### Information
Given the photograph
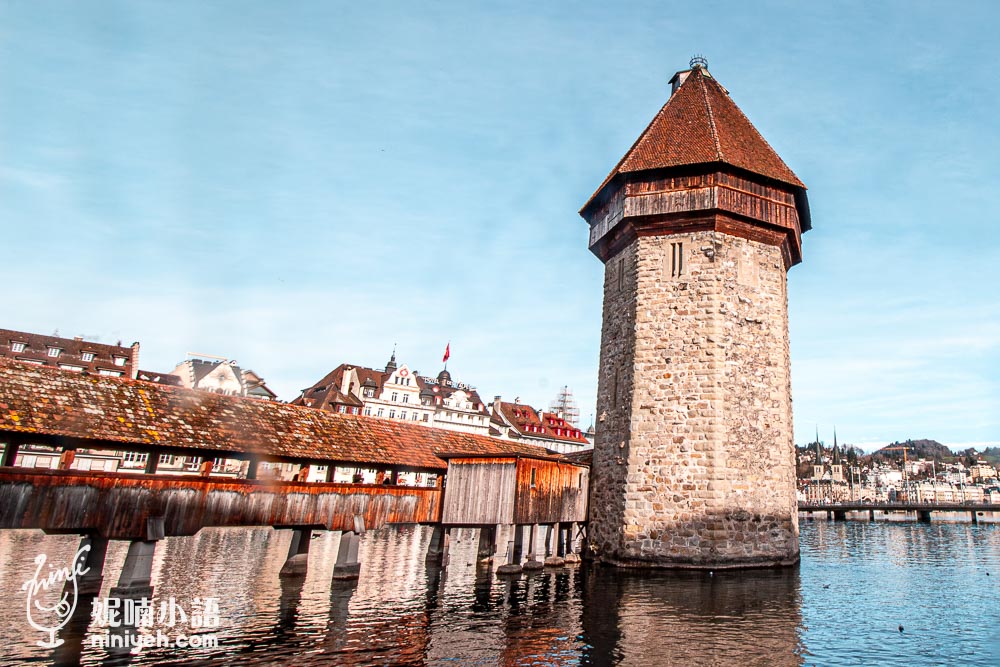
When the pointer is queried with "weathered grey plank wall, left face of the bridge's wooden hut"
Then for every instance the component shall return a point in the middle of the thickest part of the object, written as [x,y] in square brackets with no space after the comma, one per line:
[480,492]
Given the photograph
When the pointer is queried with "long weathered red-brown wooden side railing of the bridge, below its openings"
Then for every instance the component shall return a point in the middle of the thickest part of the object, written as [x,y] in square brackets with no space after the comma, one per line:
[129,506]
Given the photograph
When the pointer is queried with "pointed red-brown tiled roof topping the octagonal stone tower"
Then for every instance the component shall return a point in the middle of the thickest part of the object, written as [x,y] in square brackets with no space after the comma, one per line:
[700,124]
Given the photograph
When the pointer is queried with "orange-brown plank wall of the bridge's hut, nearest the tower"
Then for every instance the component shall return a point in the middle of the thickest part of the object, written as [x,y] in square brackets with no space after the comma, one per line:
[550,492]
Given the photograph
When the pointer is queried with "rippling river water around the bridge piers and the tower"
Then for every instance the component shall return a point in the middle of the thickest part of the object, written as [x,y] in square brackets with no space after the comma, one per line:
[857,585]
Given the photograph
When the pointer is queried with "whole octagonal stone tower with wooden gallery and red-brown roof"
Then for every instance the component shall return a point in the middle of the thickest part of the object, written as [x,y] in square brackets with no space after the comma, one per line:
[694,463]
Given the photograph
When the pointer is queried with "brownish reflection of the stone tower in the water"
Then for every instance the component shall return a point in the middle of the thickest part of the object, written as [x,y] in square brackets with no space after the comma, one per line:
[745,618]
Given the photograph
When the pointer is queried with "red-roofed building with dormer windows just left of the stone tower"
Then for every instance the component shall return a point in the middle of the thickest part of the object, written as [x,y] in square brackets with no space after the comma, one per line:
[517,421]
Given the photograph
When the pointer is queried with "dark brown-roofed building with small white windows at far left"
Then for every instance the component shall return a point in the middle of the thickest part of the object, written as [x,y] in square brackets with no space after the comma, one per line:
[70,354]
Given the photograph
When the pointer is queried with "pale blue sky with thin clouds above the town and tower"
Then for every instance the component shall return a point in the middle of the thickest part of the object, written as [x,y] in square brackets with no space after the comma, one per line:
[295,185]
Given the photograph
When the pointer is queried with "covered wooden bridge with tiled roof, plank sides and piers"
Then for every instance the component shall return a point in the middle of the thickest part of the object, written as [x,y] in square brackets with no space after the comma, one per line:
[71,412]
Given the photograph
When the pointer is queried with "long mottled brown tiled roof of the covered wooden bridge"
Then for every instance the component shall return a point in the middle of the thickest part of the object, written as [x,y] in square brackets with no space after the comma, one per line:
[121,412]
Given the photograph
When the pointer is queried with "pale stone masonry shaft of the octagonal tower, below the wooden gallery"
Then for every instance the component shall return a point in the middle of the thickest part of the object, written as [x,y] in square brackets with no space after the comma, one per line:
[694,460]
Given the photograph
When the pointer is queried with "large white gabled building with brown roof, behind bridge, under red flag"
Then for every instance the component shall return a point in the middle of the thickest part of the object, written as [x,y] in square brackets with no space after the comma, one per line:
[401,394]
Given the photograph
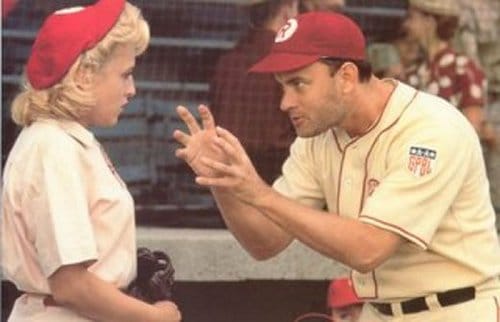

### Task requirements
In the material above, find the line containing "blue sky with" and the line containing "wooden bridge with", then write out exactly those two lines and every line between them, and nothing more.

### Exercise response
When the pointer is queried with "pale blue sky with thin clouds above the town and tower"
Then for every instance the component shall return a point in the middle of the thickest part of the object, written as [x,y] in square brackets with no space after the comma, one per line:
[295,185]
Given the photograph
When the pointer is queried with "covered wooden bridge with tiled roof, plank sides and piers"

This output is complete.